[Source records]
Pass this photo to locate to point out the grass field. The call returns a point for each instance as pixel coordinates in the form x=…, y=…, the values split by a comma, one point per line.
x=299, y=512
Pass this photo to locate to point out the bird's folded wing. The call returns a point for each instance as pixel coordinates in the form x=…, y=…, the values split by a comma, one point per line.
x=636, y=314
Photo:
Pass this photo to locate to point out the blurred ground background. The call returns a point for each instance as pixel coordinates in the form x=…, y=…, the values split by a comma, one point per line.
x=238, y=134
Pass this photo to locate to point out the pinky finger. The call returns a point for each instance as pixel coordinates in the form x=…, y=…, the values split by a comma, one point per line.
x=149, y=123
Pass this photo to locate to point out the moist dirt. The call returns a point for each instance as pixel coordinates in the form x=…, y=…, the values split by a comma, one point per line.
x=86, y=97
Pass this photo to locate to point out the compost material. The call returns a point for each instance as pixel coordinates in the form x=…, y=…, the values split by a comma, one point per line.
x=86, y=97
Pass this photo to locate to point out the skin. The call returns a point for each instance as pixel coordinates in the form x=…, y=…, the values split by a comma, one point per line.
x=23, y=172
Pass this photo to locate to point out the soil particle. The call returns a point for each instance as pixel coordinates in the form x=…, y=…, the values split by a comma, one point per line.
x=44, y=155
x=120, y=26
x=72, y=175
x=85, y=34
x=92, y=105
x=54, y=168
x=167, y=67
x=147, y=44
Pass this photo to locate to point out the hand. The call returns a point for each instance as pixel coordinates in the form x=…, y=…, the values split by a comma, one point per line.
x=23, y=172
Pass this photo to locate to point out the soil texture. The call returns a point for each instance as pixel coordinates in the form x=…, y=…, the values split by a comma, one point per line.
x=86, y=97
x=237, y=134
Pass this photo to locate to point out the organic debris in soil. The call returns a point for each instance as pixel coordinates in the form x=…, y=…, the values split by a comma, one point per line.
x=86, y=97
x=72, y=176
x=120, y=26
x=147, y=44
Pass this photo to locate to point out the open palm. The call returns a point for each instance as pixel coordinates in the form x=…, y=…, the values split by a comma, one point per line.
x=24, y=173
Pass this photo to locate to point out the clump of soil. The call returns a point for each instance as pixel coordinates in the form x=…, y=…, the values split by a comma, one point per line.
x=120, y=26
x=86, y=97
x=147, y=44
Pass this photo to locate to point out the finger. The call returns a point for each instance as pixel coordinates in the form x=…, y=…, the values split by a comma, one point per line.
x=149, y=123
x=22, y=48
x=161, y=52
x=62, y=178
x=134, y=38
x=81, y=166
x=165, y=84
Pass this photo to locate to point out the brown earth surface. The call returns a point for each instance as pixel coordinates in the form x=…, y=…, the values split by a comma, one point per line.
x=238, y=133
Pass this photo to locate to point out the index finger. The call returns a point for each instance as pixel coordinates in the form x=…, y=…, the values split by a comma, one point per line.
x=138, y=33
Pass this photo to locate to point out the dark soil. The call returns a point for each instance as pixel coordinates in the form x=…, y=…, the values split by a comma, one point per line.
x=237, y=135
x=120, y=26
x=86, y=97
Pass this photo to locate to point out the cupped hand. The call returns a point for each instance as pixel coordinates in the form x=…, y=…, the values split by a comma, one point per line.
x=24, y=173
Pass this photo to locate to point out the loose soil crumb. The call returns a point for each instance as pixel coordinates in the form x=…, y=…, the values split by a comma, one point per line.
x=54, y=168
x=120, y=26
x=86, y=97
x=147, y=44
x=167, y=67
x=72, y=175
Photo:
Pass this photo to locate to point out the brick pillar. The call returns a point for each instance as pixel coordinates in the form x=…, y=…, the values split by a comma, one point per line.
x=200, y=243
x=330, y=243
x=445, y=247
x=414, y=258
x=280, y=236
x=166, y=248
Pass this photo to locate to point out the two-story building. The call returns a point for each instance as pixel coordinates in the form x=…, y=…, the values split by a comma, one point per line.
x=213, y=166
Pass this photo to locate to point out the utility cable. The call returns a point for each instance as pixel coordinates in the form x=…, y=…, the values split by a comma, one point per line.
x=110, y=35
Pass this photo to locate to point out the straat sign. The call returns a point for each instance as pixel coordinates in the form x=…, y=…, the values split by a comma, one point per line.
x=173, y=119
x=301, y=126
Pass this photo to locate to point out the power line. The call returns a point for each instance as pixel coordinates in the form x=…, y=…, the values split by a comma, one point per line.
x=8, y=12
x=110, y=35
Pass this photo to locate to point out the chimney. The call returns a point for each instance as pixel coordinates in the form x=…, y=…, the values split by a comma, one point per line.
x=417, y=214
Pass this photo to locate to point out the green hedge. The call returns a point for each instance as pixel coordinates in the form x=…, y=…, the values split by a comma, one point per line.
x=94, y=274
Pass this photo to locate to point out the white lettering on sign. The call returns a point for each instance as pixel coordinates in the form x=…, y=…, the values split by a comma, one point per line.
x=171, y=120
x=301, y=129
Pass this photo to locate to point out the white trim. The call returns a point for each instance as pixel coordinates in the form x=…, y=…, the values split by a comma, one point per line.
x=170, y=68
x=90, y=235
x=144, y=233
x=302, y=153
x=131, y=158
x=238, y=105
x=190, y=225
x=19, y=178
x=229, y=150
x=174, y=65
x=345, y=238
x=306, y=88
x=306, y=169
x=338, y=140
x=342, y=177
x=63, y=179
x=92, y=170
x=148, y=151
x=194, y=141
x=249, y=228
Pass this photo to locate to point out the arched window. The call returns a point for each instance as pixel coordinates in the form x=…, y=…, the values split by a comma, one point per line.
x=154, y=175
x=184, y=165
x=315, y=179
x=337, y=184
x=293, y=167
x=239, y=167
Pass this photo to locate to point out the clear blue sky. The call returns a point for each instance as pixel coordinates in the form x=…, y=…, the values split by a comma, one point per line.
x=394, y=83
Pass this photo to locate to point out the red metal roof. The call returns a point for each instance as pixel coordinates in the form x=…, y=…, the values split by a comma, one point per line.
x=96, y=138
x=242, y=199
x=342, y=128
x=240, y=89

* **What is asked**
Reproduce every row above word for word, from the first row through the last.

* **Task response**
Pass this photo to locate to point out the grass field. The call returns a point for each instance as pixel coordinates in the form x=…, y=…, the values split by a comma, one point per line.
x=299, y=512
Pass this photo to locate to point out the bird's folded wing. The call returns a point for each instance as pixel coordinates in the form x=…, y=…, the values split by a comma, one point per line.
x=636, y=314
Photo:
Pass this photo to locate to point out the blurred ground background. The call returns a point for each instance as pixel coordinates in the form x=…, y=…, the values split by a comma, one point per line.
x=238, y=134
Pass this photo to locate to point out the pinky finger. The call returns a point for each instance as pixel coordinates in the form x=…, y=…, the values split by a comma, one point per line.
x=149, y=123
Pass this photo to locate to point out the moist dirt. The call returns a point for each instance as pixel coordinates in the form x=…, y=…, the values split by a comma, one point per line.
x=86, y=97
Pass this photo to locate to point out the compost material. The call returns a point for each instance as pixel coordinates in the form x=…, y=…, the values split by a comma, one point per line.
x=86, y=97
Pass this photo to locate to point out the skin. The call returns a point for each instance as pixel coordinates in the form x=…, y=…, the values split by a comma, one point per line.
x=23, y=172
Pass this photo to locate to point out the soil particle. The call returns a point for each instance as pixel coordinates in the form x=…, y=…, the values split by a comma, one point per line.
x=44, y=155
x=120, y=26
x=72, y=175
x=85, y=34
x=92, y=105
x=54, y=168
x=167, y=67
x=147, y=44
Pass this photo to locate to point out the hand. The call returns a point for each instance as pixel coordinates in the form x=…, y=…, the values split by a comma, one point per line.
x=23, y=172
Pass this photo to locate to point out the soil texture. The call returns a point for each instance as pixel coordinates in the form x=…, y=…, the values split by a comma, one point per line.
x=86, y=97
x=237, y=134
Pass this photo to locate to point out the organic debris in soil. The call returns a point for each instance as pixel coordinates in the form x=…, y=…, the values split by a comma, one point per line.
x=86, y=97
x=72, y=176
x=120, y=26
x=147, y=44
Pass this photo to locate to point out the open palm. The call returns a point for each instance as pixel coordinates in the form x=…, y=…, the values split by a comma, one point per line.
x=24, y=173
Pass this photo to locate to point out the clump of soil. The call returns a point for each instance as pixel coordinates in the form x=…, y=…, the values split by a comma, one point per line.
x=120, y=26
x=86, y=97
x=147, y=44
Pass this photo to locate to point out the finger. The call returns a point for each instance as pixel coordinates in the form x=…, y=…, the values split by a comma, one point per line.
x=149, y=123
x=22, y=48
x=161, y=52
x=62, y=178
x=134, y=38
x=81, y=166
x=165, y=84
Pass this photo to locate to point out the brown earth surface. The call returns a point for each instance as pixel coordinates in the form x=…, y=…, the values split by a comma, one point per line.
x=238, y=133
Pass this photo to locate to point out the index finger. The call returns a point for each instance as pixel coordinates in the form x=…, y=…, the values split by a comma, one point per line.
x=138, y=33
Pass this photo to locate to point out the dark soil. The call returns a point for each instance as pixel coordinates in the form x=…, y=…, the values split by a comma, one point per line.
x=237, y=135
x=120, y=26
x=86, y=97
Pass this photo to locate to point out the cupped hand. The call returns a point for each instance as pixel coordinates in the form x=…, y=…, the values split by a comma, one point per line.
x=24, y=173
Pass this photo to locate to point out the loose soil crumb. The call returns a point for each instance as pixel coordinates in the form x=…, y=…, the values split by a comma, one point per line.
x=54, y=168
x=120, y=26
x=86, y=97
x=147, y=44
x=167, y=67
x=72, y=175
Photo:
Pass this photo to locate to point out the brick pillar. The call returns a point for each instance as pixel coordinates in the form x=…, y=…, the values split by a comma, one point per line.
x=200, y=243
x=330, y=243
x=445, y=247
x=414, y=258
x=280, y=236
x=166, y=248
Pass this photo to locate to point out the two-story building. The call returns a point for each instance as pixel coordinates in the form x=…, y=…, the values split by a comma, one point per line.
x=213, y=166
Pass this photo to locate to point out the utility cable. The call returns a point for each instance as pixel coordinates in the form x=…, y=…, the values split by a comma, one point per line.
x=110, y=35
Pass this photo to locate to point out the straat sign. The call returns a point for each instance as pixel coordinates in the form x=…, y=…, the values split by a comma, one point per line.
x=173, y=119
x=301, y=126
Pass this photo to locate to point out the power line. The call returns a point for each instance as pixel coordinates in the form x=…, y=…, the values split by a comma, one point per line.
x=8, y=12
x=110, y=35
Pass this photo to locate to point out the chimney. The call returns a point for each instance as pixel coordinates in the form x=…, y=…, the values split by a comma, one point per line.
x=417, y=214
Pass this photo to locate to point out the green hedge. The call returns a point for each instance as pixel coordinates in the form x=…, y=…, the values split by a comma, one point per line.
x=94, y=274
Pass this photo to locate to point out the white lettering on sign. The call returns a point for each instance as pixel coordinates in the form x=…, y=…, the values split by a comma, one point per line.
x=171, y=120
x=301, y=129
Pass this photo to locate to point out the white trim. The call returns a point for each instance as pixel coordinates in the form x=…, y=…, the values split by a comma, one point per line.
x=170, y=68
x=90, y=235
x=144, y=233
x=302, y=153
x=131, y=158
x=238, y=105
x=190, y=225
x=19, y=178
x=229, y=150
x=174, y=65
x=345, y=238
x=306, y=88
x=306, y=169
x=338, y=140
x=342, y=177
x=63, y=179
x=92, y=170
x=148, y=151
x=194, y=141
x=249, y=228
Pass this photo to locate to point out the arched window. The call returns a point for each instance as pixel coordinates in the form x=…, y=…, the values split by a comma, one point per line.
x=154, y=175
x=184, y=165
x=315, y=179
x=337, y=184
x=293, y=167
x=239, y=167
Pass this photo to locate to point out the clear blue sky. The call returns a point for each instance as pixel coordinates in the form x=…, y=…, the values split by a comma, one point per line.
x=394, y=83
Pass this photo to locate to point out the red metal roof. The call returns a point for each instance as pixel coordinates in the form x=…, y=…, the values split by a comma, one point per line.
x=96, y=138
x=242, y=199
x=342, y=128
x=240, y=89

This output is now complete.